▶ _STATED PROBLEM 1_:
Answer these questions from the queueing network abstract:
(a) In which city is the authors' institute located?
(b) On what date was the final form received?
(c) For which type of networks is the algorithm realized?
▶ _STATED PROBLEM 2_:
Rewrite the passage of the queueing network abstract that begins at the words "Pleiades Publishing, Inc., 2009." and stops after "4, pp. 115–120.", substituting "Source Russian Text" wherever "Original Russian Text" appears.

ISSN 0032-9460, Problems of Information Transmission, 2009, Vol. 45, No. 4, pp. 400–405.
Pleiades Publishing, Inc., 2009.
Original Russian Text
G.Sh. Tsitsiashvili, M.A. Osipova, 2009, published in Problemy Peredachi Informatsii, 2009, Vol. 45, No. 4, pp. 115–120.
COMMUNICATION NETWORK THEORY
Parameter Estimation for Product-Form
Distributions of Queueing Networks
G. Sh. Tsitsiashvili and M. A. Osipova
Institute of Applied Mathematics, Far East Branch of the RAS, Vladivostok
Received March 17, 2009; in ﬁnal form, August 4, 2009
Abstract—Basic parameters of a queueing network are its routing matrix, arrival ﬂow rate,
and service rates at network nodes. To estimate these parameters, one has to solve a system
of balance equations. In turn, a product-form limiting distribution of the number of customers
at the network nodes is deﬁned through loading factors. Therefore, in the paper we propose to
estimate loading factors through estimates of the limiting distribution based on observations
of the number of customers at the nodes. This makes it possible to avoid solving a system
of balance equations. This algorithm is realized for Jackson networks: classical, in a random
environment, with blocked transitions.

▶ _GIVEN DATA_:
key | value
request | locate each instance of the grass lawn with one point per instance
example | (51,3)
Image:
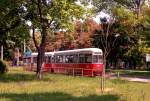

▶ _SOLUTION 1_:
(a) Vladivostok
(b) August 4, 2009
(c) Jackson networks: classical, in a random environment, and with blocked transitions

▶ _SOLUTION 2_:
Pleiades Publishing, Inc., 2009.
Source Russian Text
G.Sh. Tsitsiashvili, M.A. Osipova, 2009, published in Problemy Peredachi Informatsii, 2009, Vol. 45, No. 4, pp. 115–120.